_Selected excerpt_
+---+

In a post yesterday, Ned Foley took issue with the essay from Randy Barnett posted yesterday at NYU’s Democracy Project. Here’s an excerpt from Randy’s piece, so readers can understand the context of Ned’s critique. Today’s post at the Democracy Project comes from Mark Cuban, which I’ll blog about later in the week.

From Randy Barnett’s essay:

When one hears today about threats posed by the duly-elected Trump administration to “our Democracy,” one gets the distinct impression that “our Democracy” means the political program of the Democratic Party, whether supported by a majority or minority of the American people. This impression is reinforced by Democrats cheering the unelected district court judges who are massively resisting the policies of a popularly-elected president by issuing restraining orders, or booing the Supreme Court’s returning abortion policy to state legislatures. This “la démocratie, c’est nous” attitude constitutes a return to the Democratic Party’s roots…

When I make observations like these, self-identified “Democrats” often hasten to insist that they too reject majoritarianism. They too believe in protecting the rights of the minority. They favor a “constitutional democracy.” That sounds good, but the sentiment does not last long. These same Democrats easily revert to a majoritarian conception of democracy when any of the undemocratic components of our republican Constitution obstruct their favored policies.

+---+

_Given information_

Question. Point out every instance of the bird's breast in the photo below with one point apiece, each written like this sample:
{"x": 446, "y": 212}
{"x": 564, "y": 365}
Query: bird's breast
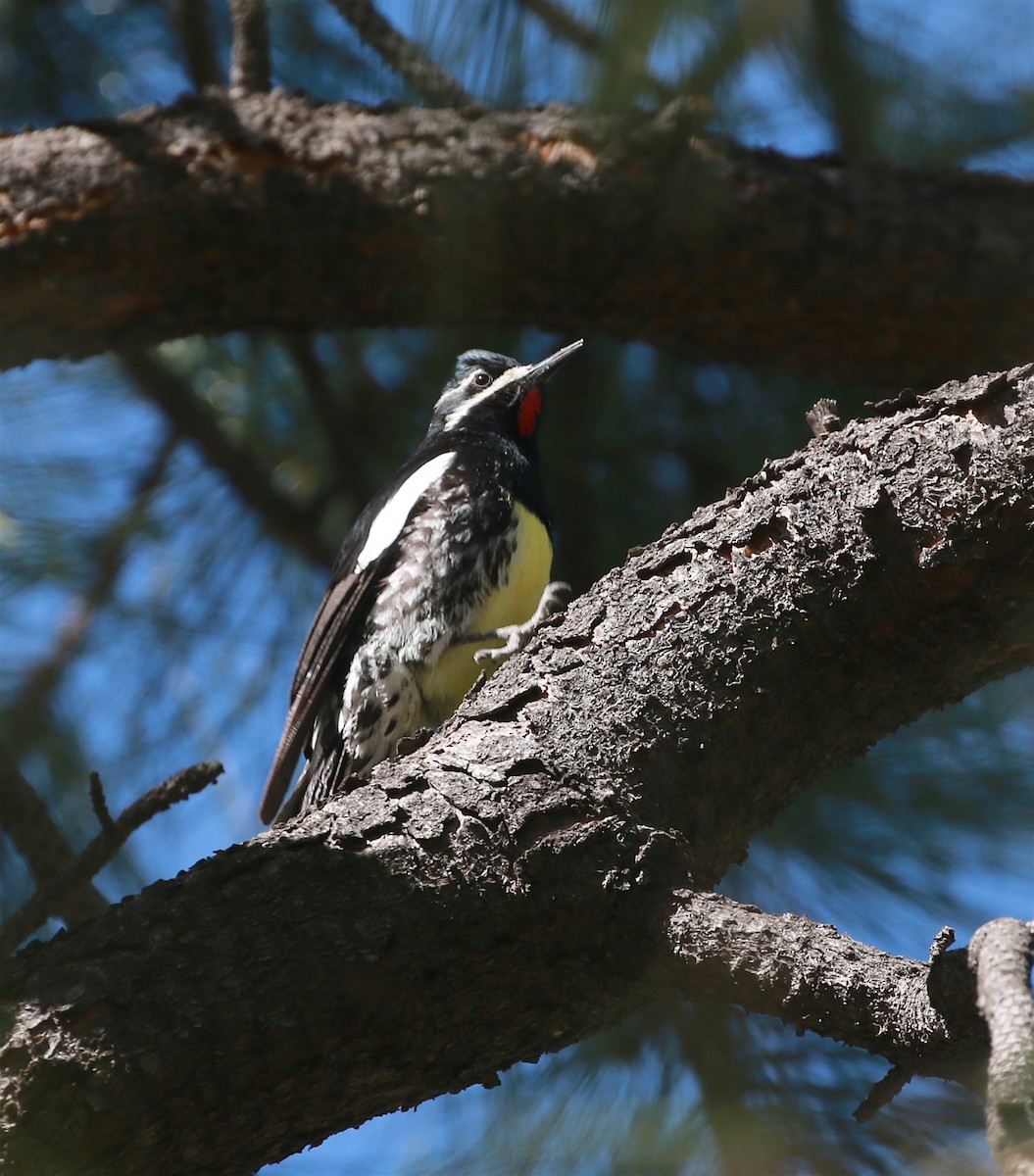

+---+

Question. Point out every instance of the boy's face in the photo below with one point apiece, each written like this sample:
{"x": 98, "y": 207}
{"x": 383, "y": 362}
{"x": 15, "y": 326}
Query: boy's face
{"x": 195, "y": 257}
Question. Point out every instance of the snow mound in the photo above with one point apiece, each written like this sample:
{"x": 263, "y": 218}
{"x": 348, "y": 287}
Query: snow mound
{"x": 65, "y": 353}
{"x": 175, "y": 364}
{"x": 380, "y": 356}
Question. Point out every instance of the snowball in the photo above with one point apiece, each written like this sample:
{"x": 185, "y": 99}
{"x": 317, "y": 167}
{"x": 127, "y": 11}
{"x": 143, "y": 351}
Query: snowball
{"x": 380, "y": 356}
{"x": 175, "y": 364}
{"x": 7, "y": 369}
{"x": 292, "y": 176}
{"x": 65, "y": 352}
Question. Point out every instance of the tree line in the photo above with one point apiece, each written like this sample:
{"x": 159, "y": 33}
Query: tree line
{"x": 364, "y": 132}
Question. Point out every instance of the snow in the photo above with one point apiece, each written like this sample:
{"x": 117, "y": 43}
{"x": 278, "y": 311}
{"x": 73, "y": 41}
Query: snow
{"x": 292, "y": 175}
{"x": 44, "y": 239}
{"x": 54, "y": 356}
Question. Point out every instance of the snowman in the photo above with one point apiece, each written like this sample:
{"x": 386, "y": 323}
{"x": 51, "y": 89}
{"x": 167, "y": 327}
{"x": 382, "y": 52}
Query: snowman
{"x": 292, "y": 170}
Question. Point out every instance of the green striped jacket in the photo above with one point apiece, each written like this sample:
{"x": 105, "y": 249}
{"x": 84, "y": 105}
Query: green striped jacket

+---+

_To-do list_
• A. Present the part of the entries that opens with the line containing "Question. Point out every instance of the tree" and closes with the line containing "Query: green striped jacket" as a Markdown table with the columns Row and Line. Give each line its own row, number the rows in order, and leave out blank lines.
• B. Carry the passage on Randy Barnett's essay about "our Democracy" further, starting after its final sentence.

_Outputs_
• A.
| Row | Line |
|---|---|
| 1 | Question. Point out every instance of the tree line in the photo above with one point apiece, each written like this sample: |
| 2 | {"x": 159, "y": 33} |
| 3 | Query: tree line |
| 4 | {"x": 364, "y": 132} |
| 5 | Question. Point out every instance of the snow in the photo above with one point apiece, each written like this sample: |
| 6 | {"x": 117, "y": 43} |
| 7 | {"x": 278, "y": 311} |
| 8 | {"x": 73, "y": 41} |
| 9 | Query: snow |
| 10 | {"x": 292, "y": 175} |
| 11 | {"x": 44, "y": 239} |
| 12 | {"x": 54, "y": 356} |
| 13 | Question. Point out every instance of the snowman in the photo above with one point apiece, each written like this sample: |
| 14 | {"x": 386, "y": 323} |
| 15 | {"x": 51, "y": 89} |
| 16 | {"x": 167, "y": 327} |
| 17 | {"x": 382, "y": 52} |
| 18 | Query: snowman |
| 19 | {"x": 292, "y": 170} |
| 20 | Question. Point out every instance of the green striped jacket in the photo above with one point apiece, each written like this sample: |
| 21 | {"x": 105, "y": 249} |
| 22 | {"x": 84, "y": 105} |
| 23 | Query: green striped jacket |

• B.
Ask Democrats about the composition of the Senate, the operation of the Electoral College, the Senate filibuster when they hold the majority (but not when they don’t), or the Supreme Court when it rules in a way they dislike. They will condemn all these as “undemocratic” as Sanford Levinson did in his book, Our Undemocratic Constitution. (I wrote Our Republican Constitution: Securing the Liberty and Sovereignty of We the People as my reply.) Since January 2025, Democrats have also become concerned with the “undemocratic” exercise of executive power, pursuant to broadly-worded statutes, that previously did not bother them.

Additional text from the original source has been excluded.